> What is being asked
Copy only this range: the line with "target: belt buckle" through the final line of the material, inclusive at both ends.

> Data in this exercise
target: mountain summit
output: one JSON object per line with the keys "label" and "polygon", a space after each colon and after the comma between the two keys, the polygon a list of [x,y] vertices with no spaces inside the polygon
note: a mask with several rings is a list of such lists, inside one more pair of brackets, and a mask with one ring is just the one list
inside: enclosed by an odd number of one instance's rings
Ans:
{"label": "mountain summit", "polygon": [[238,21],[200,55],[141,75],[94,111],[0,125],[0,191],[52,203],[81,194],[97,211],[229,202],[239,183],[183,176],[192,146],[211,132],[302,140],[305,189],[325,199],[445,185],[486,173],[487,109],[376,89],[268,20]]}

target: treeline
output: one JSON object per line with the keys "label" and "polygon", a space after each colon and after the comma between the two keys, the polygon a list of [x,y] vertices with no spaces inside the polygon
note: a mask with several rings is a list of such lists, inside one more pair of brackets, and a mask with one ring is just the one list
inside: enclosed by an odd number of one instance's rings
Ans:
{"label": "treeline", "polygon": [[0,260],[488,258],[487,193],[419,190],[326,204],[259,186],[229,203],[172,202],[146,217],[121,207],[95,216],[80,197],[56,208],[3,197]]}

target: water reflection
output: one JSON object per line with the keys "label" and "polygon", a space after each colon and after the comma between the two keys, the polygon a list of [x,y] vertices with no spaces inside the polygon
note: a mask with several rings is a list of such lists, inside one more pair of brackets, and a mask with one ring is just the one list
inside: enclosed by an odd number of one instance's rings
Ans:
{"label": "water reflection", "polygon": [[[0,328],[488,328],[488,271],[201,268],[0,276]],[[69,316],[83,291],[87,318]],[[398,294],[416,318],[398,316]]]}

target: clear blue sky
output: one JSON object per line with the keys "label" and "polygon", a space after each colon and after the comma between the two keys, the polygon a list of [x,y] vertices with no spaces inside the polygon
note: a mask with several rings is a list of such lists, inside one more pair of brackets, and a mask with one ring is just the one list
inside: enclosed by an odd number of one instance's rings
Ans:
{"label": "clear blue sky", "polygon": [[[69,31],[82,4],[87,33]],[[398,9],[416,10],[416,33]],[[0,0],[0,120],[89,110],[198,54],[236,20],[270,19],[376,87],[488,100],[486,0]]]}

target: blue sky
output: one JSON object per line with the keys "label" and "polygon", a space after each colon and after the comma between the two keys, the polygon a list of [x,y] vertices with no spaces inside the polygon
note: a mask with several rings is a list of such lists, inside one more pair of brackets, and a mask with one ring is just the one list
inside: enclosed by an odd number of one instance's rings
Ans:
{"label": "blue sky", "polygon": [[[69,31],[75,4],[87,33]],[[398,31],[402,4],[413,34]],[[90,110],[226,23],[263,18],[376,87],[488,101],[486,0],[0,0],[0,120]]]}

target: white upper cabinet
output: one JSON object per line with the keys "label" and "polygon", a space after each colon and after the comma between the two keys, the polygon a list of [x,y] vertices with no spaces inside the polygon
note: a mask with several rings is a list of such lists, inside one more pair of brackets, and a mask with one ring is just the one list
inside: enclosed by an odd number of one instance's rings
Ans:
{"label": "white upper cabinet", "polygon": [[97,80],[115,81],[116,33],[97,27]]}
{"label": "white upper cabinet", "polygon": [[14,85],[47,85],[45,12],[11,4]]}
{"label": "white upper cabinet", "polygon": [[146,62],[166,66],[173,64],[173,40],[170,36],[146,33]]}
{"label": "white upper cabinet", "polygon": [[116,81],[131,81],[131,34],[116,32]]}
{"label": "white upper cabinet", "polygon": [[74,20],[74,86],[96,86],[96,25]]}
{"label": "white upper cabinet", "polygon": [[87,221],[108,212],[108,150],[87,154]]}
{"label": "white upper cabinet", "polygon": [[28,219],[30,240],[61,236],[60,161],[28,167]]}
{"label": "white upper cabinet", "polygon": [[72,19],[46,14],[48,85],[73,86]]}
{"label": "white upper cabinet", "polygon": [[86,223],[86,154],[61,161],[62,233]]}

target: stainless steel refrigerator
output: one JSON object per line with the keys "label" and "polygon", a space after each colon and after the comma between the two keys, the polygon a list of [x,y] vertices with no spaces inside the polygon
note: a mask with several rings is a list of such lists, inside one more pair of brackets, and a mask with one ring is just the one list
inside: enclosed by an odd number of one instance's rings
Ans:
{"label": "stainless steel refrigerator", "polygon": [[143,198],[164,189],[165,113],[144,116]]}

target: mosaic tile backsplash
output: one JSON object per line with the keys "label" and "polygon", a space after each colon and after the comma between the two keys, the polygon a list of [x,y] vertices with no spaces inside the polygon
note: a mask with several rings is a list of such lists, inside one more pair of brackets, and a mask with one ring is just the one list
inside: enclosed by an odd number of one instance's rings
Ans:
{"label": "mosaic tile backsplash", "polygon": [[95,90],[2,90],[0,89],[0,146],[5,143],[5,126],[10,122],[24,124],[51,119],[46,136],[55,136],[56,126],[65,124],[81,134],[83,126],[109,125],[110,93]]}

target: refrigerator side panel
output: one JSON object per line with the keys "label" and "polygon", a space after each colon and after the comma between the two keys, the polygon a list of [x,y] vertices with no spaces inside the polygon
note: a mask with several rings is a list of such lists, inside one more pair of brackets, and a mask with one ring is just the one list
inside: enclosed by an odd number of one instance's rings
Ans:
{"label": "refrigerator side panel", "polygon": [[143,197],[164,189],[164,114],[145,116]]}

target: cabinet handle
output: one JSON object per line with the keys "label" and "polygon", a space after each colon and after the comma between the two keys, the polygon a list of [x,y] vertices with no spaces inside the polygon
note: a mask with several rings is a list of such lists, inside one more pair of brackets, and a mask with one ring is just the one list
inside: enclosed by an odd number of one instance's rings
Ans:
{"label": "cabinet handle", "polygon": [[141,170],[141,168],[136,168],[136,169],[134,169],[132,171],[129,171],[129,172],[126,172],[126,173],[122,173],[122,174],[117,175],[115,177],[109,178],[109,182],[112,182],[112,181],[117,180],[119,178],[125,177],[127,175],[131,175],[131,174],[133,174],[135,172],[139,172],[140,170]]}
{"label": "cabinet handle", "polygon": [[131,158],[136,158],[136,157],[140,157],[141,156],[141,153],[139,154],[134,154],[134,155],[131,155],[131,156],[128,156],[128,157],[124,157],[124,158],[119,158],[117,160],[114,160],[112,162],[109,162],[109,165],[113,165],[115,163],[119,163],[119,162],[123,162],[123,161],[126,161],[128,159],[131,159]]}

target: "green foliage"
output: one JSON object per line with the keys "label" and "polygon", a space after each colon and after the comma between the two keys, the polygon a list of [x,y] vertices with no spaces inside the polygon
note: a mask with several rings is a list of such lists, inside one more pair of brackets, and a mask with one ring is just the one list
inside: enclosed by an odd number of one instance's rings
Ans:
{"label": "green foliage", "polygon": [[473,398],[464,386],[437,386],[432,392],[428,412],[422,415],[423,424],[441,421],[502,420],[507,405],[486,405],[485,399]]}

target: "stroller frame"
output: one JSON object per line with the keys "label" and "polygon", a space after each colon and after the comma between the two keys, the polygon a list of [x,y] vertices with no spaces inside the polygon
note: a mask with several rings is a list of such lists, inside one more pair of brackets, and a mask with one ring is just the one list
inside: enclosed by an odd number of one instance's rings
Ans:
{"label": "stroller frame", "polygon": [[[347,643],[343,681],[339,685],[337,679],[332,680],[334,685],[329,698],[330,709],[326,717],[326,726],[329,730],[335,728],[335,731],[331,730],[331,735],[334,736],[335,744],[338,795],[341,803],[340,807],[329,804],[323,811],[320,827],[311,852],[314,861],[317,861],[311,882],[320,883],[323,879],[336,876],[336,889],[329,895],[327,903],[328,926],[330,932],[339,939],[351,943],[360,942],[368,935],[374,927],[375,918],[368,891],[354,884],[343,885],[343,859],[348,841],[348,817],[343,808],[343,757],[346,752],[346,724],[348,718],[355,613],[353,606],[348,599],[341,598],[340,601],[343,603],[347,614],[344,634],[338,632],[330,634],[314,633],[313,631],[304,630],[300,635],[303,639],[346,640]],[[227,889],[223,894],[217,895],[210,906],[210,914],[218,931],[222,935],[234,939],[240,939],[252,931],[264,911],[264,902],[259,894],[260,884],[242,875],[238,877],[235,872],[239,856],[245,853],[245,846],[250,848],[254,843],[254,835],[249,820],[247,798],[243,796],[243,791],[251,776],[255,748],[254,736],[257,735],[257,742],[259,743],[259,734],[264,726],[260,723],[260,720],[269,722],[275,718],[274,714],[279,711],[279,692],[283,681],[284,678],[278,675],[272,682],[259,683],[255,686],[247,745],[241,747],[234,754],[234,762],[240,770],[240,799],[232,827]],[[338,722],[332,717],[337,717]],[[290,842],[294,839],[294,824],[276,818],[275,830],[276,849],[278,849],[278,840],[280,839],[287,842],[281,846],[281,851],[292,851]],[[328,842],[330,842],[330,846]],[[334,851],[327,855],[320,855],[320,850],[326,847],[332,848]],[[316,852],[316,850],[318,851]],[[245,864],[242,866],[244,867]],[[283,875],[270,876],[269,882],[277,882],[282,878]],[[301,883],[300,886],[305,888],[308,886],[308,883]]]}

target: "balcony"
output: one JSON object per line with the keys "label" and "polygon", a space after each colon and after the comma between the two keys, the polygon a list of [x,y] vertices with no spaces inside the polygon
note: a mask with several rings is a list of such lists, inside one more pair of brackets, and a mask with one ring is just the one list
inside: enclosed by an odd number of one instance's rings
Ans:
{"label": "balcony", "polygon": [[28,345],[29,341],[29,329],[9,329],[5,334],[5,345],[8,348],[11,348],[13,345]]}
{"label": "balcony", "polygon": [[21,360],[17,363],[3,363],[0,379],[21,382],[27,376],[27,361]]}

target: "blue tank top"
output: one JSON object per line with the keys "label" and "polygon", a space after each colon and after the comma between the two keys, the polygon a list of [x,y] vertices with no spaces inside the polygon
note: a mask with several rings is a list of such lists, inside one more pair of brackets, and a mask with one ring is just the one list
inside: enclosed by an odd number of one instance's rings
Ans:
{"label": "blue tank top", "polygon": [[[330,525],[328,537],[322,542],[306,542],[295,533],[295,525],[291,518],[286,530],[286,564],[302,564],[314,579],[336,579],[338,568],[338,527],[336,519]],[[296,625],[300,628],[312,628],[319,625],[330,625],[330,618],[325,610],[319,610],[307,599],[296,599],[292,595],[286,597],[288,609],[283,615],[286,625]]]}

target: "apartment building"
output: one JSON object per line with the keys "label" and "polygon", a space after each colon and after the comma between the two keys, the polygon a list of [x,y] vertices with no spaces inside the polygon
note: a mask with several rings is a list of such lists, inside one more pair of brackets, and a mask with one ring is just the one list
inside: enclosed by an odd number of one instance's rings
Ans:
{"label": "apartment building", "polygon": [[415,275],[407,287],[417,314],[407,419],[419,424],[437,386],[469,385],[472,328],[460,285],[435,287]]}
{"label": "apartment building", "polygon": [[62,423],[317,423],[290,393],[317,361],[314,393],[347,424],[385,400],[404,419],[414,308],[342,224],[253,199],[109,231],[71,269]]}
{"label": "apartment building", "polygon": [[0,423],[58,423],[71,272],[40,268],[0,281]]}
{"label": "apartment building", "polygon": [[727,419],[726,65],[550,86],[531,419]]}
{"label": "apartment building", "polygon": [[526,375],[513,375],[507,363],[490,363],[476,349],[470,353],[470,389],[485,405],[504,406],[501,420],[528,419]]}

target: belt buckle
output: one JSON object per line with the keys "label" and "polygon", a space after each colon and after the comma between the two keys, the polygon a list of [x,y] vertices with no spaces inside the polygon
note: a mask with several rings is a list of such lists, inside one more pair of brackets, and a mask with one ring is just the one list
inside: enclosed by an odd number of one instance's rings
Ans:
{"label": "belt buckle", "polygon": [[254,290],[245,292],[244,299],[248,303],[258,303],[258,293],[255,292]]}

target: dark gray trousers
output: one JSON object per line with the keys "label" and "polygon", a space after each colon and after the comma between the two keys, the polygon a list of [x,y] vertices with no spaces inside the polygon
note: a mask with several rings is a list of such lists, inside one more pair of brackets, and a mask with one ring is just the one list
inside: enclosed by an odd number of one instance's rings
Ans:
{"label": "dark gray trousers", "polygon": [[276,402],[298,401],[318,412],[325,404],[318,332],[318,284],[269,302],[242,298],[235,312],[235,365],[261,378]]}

> Output of the task
target: belt buckle
output: one JSON object per line with the keys "label" and "polygon", a space after each colon and after the comma between the two keys, the polygon a list of [x,y] vertices with no spaces inside the polygon
note: a mask with several rings is a list of such lists, inside one more pair of brackets, and a mask with one ring is just the one list
inside: enclosed by an odd number of one instance's rings
Ans:
{"label": "belt buckle", "polygon": [[254,290],[245,292],[244,299],[248,303],[258,303],[258,293],[255,292]]}

target: dark gray trousers
output: one JSON object per line with the keys "label" and "polygon", a space after each colon and after the comma between the two keys, the polygon a list of [x,y] vertices with no spaces inside the polygon
note: a mask with several rings is a list of such lists, inside one more pair of brackets, and a mask with one ring is just the one list
inside: enclosed by an odd number of one instance's rings
Ans:
{"label": "dark gray trousers", "polygon": [[276,402],[298,401],[318,412],[325,404],[318,332],[318,284],[269,302],[242,298],[235,312],[235,365],[261,378]]}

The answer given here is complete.